Between the lines of the material below holding "I need the bounding box for the car tire" and "949,276 -> 1060,347", inclusive, rescale the answer coordinates by multiplying each by 2.1 and rounding to whole numbers, halves up. Reproduce every line in that span and nothing else, leaving all other numbers unchanged.

┄┄┄┄┄┄┄┄┄┄┄┄┄┄┄┄┄┄┄┄

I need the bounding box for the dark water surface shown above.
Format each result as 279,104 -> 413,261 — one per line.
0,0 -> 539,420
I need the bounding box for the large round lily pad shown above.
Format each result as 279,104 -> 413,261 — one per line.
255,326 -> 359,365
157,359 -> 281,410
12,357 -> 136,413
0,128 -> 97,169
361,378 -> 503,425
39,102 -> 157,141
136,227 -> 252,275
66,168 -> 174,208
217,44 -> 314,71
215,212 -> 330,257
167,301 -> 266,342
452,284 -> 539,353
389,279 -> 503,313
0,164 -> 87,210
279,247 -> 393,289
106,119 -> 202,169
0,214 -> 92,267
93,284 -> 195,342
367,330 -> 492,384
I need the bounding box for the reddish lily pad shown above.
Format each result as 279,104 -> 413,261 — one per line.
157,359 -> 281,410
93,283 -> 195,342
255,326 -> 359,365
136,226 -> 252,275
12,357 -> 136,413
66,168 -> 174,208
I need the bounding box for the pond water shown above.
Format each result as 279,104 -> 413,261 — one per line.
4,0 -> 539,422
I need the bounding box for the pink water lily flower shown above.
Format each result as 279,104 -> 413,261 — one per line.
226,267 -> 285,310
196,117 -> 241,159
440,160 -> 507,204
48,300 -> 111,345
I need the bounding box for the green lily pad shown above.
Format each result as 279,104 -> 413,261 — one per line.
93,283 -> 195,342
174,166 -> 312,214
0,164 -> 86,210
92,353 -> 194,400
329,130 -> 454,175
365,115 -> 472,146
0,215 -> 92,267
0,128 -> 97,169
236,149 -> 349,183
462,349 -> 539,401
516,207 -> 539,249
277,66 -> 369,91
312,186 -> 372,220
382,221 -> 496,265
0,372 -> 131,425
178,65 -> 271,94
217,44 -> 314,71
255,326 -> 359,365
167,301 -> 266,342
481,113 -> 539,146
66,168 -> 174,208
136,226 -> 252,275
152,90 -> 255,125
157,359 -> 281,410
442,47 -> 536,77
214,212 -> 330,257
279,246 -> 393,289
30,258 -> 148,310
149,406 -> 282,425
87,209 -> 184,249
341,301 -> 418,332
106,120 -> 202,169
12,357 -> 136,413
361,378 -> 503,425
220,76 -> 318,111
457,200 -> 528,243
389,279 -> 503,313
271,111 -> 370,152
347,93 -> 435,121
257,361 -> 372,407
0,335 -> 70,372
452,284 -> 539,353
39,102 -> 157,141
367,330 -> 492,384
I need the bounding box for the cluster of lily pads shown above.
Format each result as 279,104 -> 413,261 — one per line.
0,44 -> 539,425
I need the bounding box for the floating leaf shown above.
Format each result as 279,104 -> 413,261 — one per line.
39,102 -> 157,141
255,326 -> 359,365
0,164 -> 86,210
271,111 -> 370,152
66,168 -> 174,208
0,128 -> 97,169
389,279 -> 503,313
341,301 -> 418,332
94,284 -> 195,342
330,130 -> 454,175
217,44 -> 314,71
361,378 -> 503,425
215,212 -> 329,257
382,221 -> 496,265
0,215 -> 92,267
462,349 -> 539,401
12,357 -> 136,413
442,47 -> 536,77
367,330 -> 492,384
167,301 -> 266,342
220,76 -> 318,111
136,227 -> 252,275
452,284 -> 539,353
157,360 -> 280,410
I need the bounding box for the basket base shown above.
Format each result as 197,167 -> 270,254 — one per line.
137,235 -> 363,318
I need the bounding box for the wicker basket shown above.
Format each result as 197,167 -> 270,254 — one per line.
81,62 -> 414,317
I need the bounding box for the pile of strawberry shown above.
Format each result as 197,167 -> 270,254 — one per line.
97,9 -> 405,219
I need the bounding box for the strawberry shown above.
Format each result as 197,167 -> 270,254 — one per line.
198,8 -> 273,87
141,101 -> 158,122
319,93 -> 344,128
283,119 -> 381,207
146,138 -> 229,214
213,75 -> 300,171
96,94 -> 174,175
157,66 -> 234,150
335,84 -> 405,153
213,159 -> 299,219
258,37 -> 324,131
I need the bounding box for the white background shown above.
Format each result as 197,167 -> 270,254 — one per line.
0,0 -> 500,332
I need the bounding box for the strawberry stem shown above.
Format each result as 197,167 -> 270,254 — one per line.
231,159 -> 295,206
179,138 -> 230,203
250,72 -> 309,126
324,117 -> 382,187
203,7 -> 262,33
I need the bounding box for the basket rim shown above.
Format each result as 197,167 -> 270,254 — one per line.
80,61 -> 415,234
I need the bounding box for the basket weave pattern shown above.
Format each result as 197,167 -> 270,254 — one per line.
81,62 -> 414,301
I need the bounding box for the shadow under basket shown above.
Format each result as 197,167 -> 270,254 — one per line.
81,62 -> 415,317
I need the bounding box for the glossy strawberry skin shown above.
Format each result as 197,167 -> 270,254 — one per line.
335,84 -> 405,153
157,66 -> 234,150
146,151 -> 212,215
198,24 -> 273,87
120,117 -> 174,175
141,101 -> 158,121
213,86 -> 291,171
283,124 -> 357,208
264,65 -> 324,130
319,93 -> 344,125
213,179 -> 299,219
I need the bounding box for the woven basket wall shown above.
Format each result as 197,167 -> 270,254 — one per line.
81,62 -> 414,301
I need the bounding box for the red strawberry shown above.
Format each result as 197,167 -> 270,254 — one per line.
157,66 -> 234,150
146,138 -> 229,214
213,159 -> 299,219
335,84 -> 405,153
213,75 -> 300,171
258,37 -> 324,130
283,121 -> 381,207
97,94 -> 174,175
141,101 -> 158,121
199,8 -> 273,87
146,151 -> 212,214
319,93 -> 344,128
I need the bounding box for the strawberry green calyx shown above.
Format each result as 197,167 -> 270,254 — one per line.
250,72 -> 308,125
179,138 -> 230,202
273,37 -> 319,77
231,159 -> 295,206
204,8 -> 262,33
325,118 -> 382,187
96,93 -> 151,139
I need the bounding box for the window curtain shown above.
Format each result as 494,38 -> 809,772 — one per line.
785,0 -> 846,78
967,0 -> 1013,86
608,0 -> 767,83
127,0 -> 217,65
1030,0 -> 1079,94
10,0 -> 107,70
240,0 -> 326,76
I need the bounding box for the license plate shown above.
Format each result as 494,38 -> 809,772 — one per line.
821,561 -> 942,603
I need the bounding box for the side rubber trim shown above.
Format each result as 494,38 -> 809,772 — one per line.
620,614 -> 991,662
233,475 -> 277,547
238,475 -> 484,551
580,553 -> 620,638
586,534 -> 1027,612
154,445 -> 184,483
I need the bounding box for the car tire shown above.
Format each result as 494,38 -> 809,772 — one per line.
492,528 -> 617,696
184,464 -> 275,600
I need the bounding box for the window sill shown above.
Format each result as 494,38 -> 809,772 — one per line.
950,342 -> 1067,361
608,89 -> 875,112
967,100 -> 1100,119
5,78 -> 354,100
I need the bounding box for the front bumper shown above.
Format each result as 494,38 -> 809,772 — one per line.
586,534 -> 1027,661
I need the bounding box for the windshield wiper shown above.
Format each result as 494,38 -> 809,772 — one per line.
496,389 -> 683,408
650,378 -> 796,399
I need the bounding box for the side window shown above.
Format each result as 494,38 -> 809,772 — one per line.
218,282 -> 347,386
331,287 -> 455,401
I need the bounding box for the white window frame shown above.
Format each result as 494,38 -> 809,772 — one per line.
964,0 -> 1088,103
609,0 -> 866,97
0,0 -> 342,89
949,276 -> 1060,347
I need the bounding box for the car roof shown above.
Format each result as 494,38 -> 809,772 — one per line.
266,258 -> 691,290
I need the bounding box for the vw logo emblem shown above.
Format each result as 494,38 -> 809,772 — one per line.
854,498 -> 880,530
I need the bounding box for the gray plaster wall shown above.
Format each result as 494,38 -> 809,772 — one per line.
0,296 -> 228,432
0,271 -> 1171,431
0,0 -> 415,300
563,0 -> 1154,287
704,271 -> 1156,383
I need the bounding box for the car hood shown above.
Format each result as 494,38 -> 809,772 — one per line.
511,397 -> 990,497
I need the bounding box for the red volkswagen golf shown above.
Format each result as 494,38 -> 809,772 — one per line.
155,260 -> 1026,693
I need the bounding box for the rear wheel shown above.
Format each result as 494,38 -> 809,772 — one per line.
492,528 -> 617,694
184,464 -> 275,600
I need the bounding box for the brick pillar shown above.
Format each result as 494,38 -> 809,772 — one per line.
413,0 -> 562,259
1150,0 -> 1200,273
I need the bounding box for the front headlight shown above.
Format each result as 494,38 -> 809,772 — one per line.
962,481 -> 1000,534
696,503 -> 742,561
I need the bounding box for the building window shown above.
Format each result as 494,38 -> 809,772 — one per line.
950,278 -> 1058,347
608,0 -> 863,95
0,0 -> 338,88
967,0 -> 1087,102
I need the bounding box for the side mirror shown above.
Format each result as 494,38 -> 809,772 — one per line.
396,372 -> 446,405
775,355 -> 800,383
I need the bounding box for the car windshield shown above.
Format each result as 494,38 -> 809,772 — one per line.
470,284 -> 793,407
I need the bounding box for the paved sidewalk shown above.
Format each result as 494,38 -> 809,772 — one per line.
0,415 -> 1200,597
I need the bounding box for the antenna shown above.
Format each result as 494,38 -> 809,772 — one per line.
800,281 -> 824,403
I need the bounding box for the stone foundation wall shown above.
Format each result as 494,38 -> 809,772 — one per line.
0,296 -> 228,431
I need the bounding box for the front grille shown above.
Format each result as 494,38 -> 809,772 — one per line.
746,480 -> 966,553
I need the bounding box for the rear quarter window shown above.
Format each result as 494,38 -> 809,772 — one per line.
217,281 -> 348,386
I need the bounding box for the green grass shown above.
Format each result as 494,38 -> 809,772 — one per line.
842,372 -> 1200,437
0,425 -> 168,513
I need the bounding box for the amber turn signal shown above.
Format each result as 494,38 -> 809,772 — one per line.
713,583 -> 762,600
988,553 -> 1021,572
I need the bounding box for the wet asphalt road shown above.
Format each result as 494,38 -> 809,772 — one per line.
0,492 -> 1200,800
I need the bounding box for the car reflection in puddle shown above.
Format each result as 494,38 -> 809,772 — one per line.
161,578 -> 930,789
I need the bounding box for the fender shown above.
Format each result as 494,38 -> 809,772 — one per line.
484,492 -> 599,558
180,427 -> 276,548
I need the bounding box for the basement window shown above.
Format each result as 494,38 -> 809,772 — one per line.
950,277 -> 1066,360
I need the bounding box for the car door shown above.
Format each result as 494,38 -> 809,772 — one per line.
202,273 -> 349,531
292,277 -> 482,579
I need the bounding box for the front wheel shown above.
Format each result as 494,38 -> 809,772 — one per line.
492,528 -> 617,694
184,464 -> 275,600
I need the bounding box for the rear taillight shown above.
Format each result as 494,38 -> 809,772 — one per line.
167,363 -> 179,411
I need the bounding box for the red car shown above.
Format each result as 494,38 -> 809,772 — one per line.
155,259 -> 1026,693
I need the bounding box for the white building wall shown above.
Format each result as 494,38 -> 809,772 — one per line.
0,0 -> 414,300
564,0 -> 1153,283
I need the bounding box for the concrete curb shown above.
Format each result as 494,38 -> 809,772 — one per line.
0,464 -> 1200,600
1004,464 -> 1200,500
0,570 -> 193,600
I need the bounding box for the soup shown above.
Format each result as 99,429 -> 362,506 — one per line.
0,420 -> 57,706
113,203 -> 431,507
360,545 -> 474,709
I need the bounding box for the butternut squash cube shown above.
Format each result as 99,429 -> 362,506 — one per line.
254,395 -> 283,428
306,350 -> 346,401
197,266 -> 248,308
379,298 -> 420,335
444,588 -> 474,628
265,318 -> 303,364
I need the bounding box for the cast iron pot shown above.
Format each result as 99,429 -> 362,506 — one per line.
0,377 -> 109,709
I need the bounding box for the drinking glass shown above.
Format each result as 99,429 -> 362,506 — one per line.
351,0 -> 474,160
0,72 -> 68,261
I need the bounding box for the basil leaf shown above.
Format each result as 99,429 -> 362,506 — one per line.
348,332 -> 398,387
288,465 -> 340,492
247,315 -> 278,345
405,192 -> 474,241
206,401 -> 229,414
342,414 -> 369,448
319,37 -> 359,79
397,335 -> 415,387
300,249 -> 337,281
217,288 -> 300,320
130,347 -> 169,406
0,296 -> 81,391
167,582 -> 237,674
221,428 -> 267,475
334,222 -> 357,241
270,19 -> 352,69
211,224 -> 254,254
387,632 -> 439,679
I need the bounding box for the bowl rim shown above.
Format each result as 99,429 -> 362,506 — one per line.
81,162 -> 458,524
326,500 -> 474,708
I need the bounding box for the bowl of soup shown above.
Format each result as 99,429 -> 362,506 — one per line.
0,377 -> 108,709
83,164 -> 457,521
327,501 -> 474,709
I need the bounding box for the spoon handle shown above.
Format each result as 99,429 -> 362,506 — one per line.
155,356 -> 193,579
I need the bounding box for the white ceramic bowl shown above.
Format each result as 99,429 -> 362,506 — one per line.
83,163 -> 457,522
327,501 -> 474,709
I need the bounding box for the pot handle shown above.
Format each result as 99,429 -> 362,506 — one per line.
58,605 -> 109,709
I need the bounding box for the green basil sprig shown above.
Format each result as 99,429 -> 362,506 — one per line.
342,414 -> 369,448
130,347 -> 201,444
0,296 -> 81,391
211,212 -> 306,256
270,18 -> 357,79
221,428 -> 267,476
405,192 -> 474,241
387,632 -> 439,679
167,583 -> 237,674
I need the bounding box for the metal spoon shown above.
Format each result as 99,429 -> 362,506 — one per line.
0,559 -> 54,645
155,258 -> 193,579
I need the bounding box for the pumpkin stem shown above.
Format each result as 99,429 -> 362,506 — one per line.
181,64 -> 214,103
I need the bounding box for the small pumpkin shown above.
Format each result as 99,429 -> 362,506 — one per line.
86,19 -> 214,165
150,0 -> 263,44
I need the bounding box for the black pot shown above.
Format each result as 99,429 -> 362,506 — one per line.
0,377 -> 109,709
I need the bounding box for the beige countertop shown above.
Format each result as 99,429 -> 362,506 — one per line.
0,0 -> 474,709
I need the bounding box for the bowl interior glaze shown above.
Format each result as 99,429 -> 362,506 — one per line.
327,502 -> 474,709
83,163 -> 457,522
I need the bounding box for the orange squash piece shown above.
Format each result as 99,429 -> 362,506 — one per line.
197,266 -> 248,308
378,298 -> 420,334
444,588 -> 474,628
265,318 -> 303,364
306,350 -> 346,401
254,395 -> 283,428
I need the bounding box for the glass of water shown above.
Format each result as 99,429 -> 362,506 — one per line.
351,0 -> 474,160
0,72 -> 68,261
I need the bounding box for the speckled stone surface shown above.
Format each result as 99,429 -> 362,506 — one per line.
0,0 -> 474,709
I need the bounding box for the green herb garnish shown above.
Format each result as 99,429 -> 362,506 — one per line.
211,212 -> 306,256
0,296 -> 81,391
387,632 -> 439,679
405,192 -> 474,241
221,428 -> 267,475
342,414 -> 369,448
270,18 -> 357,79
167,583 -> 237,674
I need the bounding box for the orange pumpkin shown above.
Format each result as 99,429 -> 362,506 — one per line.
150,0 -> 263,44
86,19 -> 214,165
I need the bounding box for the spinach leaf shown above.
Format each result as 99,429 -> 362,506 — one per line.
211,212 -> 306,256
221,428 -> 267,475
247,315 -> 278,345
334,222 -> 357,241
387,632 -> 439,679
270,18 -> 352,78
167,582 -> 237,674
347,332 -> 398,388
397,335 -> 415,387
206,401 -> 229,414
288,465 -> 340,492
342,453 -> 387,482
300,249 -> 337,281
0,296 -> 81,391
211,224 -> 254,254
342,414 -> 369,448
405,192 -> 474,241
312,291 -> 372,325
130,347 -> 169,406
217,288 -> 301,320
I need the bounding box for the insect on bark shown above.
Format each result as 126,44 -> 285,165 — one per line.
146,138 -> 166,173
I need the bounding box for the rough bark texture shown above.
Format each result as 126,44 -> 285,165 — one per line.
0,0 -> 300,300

┄┄┄┄┄┄┄┄┄┄┄┄┄┄┄┄┄┄┄┄

THE RESPONSE:
I need the bounding box for the car tire shown above.
Format each result as 494,38 -> 809,772 — one per line.
1033,1109 -> 1296,1462
386,974 -> 578,1260
I need the bounding box for the window sill shown above.
Format each result as 494,38 -> 809,772 — one per line.
1995,718 -> 2241,758
1277,187 -> 1838,235
2031,210 -> 2310,250
11,164 -> 743,210
I need the bounding box for the front bumper shown above.
Format each result as 494,38 -> 809,772 — one per line.
1231,1121 -> 2157,1388
I need the bounding box for the windshield wiper shown above.
Format each result as 494,38 -> 809,772 — one per line.
1042,817 -> 1434,857
1365,794 -> 1672,838
I need the bounding box for the side window shown above.
Format each result as 494,38 -> 809,772 — one per line.
458,592 -> 729,811
695,603 -> 956,842
I need the bounding box for the white window frame shown above.
Format each result as 494,38 -> 809,772 — one per line.
2024,0 -> 2285,216
1279,0 -> 1819,204
0,0 -> 718,187
1993,580 -> 2226,729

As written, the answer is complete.